Work to complete: Return, without anything added, the lines from the one containing "Could you please indicate the uniform" through the end of the entries below, exactly as written.

┌─ Data supplied

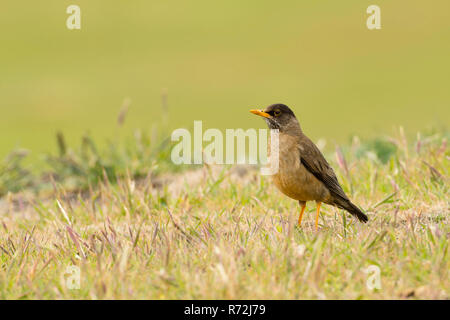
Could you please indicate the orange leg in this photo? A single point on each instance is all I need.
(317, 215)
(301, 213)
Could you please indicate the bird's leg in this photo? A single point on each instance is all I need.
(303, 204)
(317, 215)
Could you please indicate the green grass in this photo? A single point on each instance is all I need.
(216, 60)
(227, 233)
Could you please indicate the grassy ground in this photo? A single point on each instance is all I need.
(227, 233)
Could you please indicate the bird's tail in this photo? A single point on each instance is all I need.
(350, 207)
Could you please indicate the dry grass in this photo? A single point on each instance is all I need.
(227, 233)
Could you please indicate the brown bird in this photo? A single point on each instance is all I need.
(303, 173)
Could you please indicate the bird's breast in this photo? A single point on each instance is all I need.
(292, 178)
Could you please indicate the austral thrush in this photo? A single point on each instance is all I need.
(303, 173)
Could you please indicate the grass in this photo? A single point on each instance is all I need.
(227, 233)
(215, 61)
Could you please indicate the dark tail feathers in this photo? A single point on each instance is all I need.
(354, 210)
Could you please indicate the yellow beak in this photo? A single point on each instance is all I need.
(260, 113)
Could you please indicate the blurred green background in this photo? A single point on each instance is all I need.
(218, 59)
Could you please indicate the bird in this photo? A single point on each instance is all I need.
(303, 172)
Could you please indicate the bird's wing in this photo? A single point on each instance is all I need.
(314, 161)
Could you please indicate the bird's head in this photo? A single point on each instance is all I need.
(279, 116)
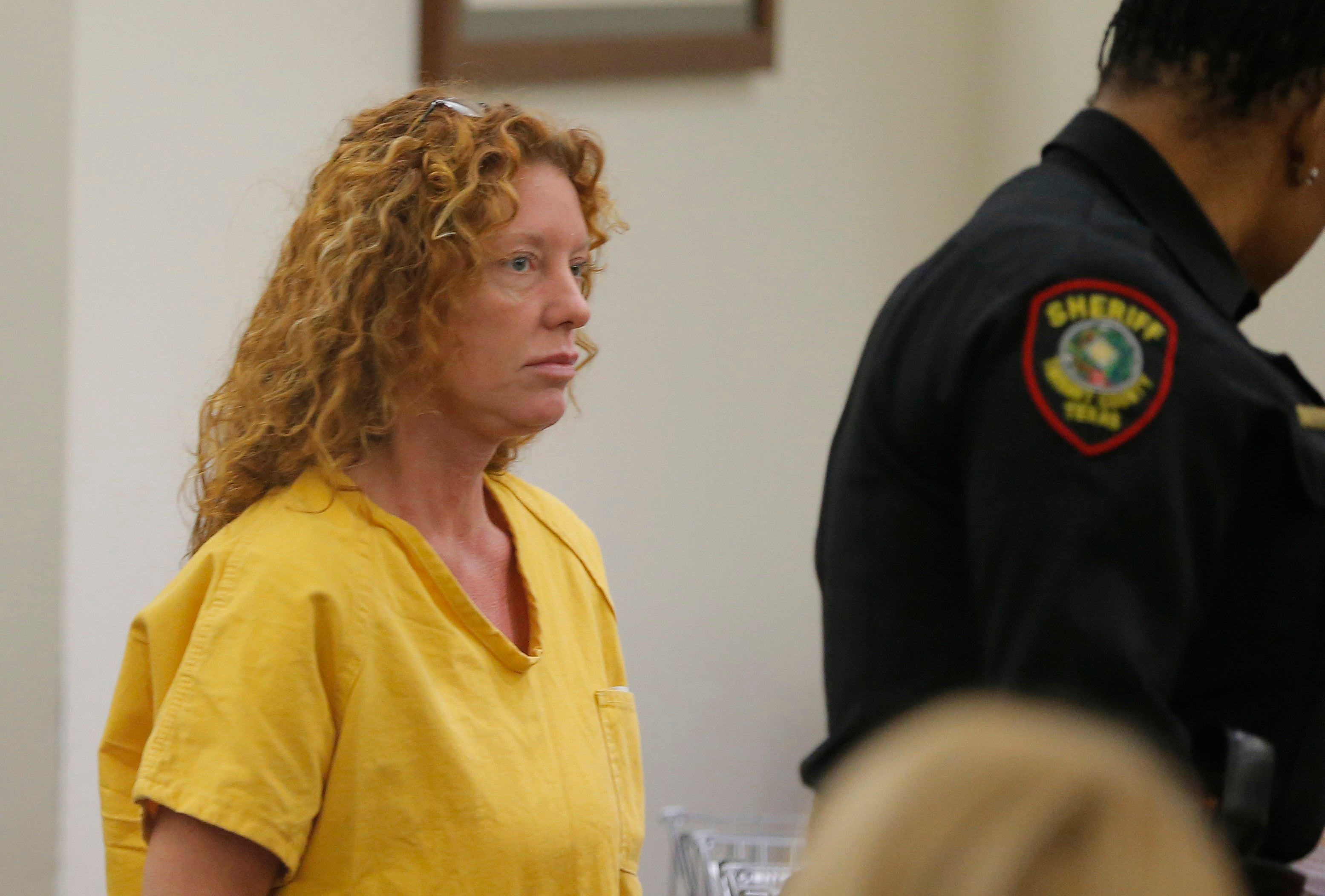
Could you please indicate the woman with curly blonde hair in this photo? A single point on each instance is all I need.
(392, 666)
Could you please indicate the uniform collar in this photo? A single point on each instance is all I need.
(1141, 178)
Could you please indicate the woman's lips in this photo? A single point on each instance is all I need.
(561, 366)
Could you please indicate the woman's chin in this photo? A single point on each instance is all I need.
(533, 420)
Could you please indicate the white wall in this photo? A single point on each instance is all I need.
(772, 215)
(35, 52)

└─

Exercise answer:
Could you please indicate the uniform collar in this photo? A single point on each instance is all I need.
(1141, 178)
Could you please indicate the woman's lips in this photo? A single point on each instance is all I need.
(561, 366)
Could you please indicate the woman's chin in this photo? A single point on each instance is all I need.
(533, 420)
Could you please indicate the white wall in this photo? A single point on each instance is all I need.
(772, 215)
(35, 52)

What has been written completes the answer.